There are some really weird sound effects that lend power to the denouement of the song, making it sound like something out of an episode of Dr. Who or Black Mirror, and Revell does some of his finest work here, including an emotional outro solo that recalls the very best of that fine young man from Pink Floyd. Finally, and almost unexpectedly, the album ends on a little coda, a chance to catch breath and squeeze open eyes long held shut, to confirm the horror is over, the calm after the storm, the rainbow after the downpour, the slowing of the madly thumping heart. All is well.

Or.
Is it?

Track(s) I liked: Everything

Track(s) I didn't like: Nothing

One standout: “Creepshow”

One rotten apple: n/a

Overall impression: Probably - though I don’t know because I haven’t heard many of their other albums - a case of a band crafting the perfect debut album, and having to struggle to equal such an opus. Were this their only album, however, it would still be, I believe, sufficient to elevate them to the rarefied heights of prog’s elite. Stunning.

Rating: 10/10

Future Plan: Must try to hear their other material. And RIP Geoff Mann.

(*) There were three cassette tapes prior, so technically it's their fourth release, but given it's the first actual (at the time) vinyl album, I'd categorise it as their proper debut.
########################################
Given problem
Please say which track the album review picks as its one standout. The material comes from a separate source, unrelated to the album review.

Data lines
########################################
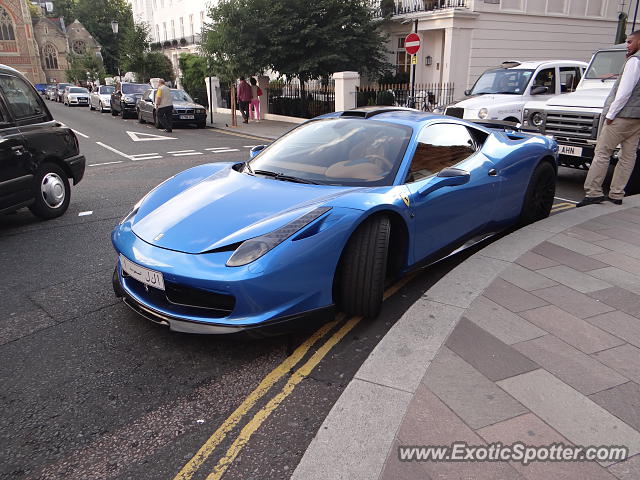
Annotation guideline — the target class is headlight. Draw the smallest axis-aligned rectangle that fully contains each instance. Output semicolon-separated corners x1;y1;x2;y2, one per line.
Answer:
########################################
Solution to this exercise
"Creepshow"